START Data under study

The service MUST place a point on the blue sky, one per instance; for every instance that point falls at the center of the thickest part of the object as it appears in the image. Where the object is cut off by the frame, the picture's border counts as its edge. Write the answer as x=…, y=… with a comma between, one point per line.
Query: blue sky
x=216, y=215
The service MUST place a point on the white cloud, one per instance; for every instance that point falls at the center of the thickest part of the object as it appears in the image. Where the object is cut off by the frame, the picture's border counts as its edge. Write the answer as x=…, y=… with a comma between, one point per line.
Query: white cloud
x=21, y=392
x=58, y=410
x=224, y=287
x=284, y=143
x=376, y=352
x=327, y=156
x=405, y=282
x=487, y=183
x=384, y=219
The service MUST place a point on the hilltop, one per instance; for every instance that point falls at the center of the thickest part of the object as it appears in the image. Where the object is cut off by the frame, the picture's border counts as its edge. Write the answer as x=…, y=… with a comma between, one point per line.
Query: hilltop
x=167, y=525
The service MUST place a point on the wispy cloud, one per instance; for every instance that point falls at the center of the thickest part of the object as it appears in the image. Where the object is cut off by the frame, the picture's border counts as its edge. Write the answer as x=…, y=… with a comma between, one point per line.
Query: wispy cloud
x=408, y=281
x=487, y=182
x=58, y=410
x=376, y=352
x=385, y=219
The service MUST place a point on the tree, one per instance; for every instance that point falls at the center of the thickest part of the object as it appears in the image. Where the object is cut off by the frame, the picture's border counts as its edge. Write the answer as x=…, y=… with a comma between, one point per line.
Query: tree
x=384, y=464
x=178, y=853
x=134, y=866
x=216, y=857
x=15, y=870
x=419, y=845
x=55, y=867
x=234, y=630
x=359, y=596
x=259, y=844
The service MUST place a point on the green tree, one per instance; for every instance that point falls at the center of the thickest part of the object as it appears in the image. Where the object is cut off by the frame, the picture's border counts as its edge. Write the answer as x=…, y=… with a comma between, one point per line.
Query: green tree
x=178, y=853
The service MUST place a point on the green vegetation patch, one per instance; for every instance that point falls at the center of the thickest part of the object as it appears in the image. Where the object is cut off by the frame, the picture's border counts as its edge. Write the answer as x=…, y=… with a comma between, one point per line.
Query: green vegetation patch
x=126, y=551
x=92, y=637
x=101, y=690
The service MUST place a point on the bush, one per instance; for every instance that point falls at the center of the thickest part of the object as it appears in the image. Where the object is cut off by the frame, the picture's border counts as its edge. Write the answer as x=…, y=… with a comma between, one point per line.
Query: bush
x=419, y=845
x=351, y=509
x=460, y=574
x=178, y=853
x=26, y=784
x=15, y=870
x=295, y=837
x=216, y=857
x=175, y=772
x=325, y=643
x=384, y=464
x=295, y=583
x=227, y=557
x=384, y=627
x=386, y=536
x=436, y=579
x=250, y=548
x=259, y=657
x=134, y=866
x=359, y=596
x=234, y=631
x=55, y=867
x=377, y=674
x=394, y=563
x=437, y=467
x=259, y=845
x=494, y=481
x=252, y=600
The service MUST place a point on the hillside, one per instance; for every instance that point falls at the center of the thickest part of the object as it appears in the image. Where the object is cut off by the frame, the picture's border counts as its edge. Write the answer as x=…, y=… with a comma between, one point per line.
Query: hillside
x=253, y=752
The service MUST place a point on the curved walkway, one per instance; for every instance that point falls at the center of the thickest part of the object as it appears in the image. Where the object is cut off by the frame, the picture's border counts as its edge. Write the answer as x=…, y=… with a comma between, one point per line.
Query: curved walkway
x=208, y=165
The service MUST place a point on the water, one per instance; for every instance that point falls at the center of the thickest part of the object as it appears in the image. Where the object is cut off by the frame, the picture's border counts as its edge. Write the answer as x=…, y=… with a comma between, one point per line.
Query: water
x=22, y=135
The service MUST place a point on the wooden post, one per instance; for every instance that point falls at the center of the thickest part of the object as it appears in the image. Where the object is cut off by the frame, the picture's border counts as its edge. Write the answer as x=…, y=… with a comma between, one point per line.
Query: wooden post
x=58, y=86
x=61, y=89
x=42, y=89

END Data under study

▶ **What to work on**: Reproduce the data above exactly, leaving nothing out.

▶ **Solution below**:
The service MUST place a point on the blue sky, one per instance; for every instance that point falls at the center of the thickest part of the object as it appears in the image. Where the object is cut off by the frame, the picture's border counts as its edge. Write the answer as x=…, y=… with a comma between, one point per line.
Query: blue sky
x=216, y=215
The service MUST place a point on the white cloud, one per instance; for every instance that point falls at the center of the thickest part of the object as it appears in the image. Where the object is cut off by the frame, the picture's border counts as its edge. Write the answer as x=…, y=… with a comma between, one point per line.
Query: white cloud
x=21, y=392
x=58, y=410
x=224, y=287
x=284, y=143
x=376, y=352
x=327, y=156
x=405, y=282
x=487, y=183
x=384, y=219
The service MUST place a point on the hilltop, one per instance; for every instance that point falls at the center of the thickest part of the object as it appears in the image. Where the object is cut off by the frame, the picture's border counts as its edge. Write the answer as x=…, y=… with a comma between, one point per line.
Query: hilltop
x=167, y=525
The service MUST place a point on the wispy cloud, one per instance; for every instance that point falls at the center of the thickest part of the object as it appears in the image. Where the object is cut off by the frame, the picture's border counts as its edge. Write the answer as x=…, y=… with a comma between, one point per line.
Query: wispy cloud
x=408, y=281
x=487, y=182
x=58, y=410
x=376, y=352
x=385, y=219
The service MUST place a point on the tree, one per instance; for every instance that point falls at the center of the thickest part of the object as it appears in the image. Where the object is cut off by the frame, the picture's border counts as its edge. Write the answer as x=…, y=… with a comma between, one point per line.
Query: tree
x=384, y=464
x=178, y=853
x=134, y=866
x=216, y=857
x=15, y=870
x=419, y=845
x=55, y=867
x=234, y=630
x=359, y=596
x=259, y=844
The service MUST place a point on the green tree, one per instance; for every instance that point falls at the center of the thickest part of the object as it appears in the image. Where the object is cut off by the frame, the picture's border counts as its edge. Write the answer as x=…, y=… with a comma between, one point per line.
Query: green tree
x=178, y=853
The service MUST place a point on the green vegetation patch, one per instance; for every instance that point falls at the center of the thickest part of the object as it appears in the image. Where the object is cut off by the frame, the picture's border counts as its edge. Write the answer as x=…, y=… with a comma between, one point per line.
Query: green vegetation patch
x=126, y=551
x=92, y=637
x=101, y=690
The service MUST place a point on the bush, one per instance; for every instance that point falls at the center of the thickest part of the object as it appears in the image. Where the object is cut off by the frame, the picture's border counts as its edge. Write the answer as x=…, y=… with a comma between, one point per line.
Query: bush
x=419, y=845
x=351, y=509
x=460, y=574
x=178, y=853
x=26, y=784
x=15, y=870
x=295, y=837
x=216, y=857
x=175, y=772
x=325, y=643
x=384, y=464
x=295, y=583
x=227, y=557
x=384, y=627
x=386, y=536
x=436, y=579
x=250, y=548
x=259, y=657
x=134, y=866
x=359, y=596
x=234, y=631
x=55, y=867
x=377, y=674
x=394, y=563
x=437, y=467
x=259, y=845
x=494, y=481
x=252, y=600
The service MUST place a point on the hillside, one per instance; for every instance that point falls at the center of the thickest part of the object as it appears in the image. Where the object is cut off by the frame, the picture's border counts as its edge. Write the answer as x=…, y=… with a comma between, one point per line.
Query: hillside
x=253, y=752
The service MUST place a point on the curved walkway, one per instance; for every instance that point falls at the center of the thickest part of the object as it appears in the image. Where the object is cut off by the frame, the picture's border counts as its edge. Write the answer as x=…, y=… with a comma between, one point per line.
Query: curved walkway
x=208, y=165
The service MUST place a point on the water, one per instance; for every instance that point falls at the center of the thickest part of the object as it appears in the image. Where the object is cut off by the frame, the picture's border counts as its edge. Write the answer as x=…, y=… with a comma between, one point per line.
Query: water
x=22, y=135
The service MUST place a point on the wooden post, one per instance; for every instance that point falls at the center of the thickest part of the object as it appears in the image. Where the object is cut off by the frame, the picture's border counts as its edge. Write the answer as x=…, y=… with a comma between, one point per line.
Query: wooden post
x=58, y=86
x=61, y=89
x=42, y=89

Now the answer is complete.